» **EXERCISE DIRECTIONS**
From the entries, copy every line that carries the string "Target".

[Segmentation mask data]
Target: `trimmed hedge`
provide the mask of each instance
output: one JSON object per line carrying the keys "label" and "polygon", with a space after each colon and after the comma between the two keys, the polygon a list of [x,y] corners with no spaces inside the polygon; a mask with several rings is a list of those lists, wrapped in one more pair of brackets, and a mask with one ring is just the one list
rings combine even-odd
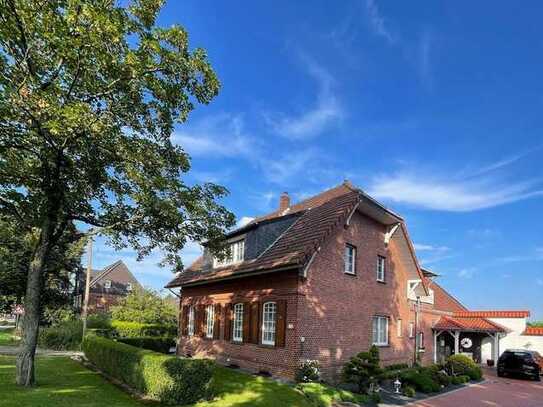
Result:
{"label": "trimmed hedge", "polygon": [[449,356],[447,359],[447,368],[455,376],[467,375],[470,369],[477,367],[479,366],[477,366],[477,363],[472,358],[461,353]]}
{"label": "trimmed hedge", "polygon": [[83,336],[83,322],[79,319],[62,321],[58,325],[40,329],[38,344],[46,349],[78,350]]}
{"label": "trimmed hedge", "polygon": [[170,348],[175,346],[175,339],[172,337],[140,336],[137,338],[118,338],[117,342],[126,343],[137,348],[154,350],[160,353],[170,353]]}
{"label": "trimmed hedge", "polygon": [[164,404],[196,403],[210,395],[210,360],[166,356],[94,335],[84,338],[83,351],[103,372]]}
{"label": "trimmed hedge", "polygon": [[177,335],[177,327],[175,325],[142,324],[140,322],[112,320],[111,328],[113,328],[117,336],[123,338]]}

--

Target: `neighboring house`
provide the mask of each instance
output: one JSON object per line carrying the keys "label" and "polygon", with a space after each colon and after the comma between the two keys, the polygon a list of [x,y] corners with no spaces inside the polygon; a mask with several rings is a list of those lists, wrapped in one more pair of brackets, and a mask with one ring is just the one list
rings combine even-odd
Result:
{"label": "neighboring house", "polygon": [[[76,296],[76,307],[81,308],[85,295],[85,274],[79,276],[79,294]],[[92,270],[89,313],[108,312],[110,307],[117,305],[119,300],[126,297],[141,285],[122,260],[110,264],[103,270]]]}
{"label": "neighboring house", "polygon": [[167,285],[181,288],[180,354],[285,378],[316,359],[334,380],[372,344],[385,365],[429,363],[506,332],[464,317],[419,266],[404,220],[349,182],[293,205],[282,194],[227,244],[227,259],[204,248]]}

» **ANSWER BOX**
Target: `trimmed hedge`
Target: `neighboring house`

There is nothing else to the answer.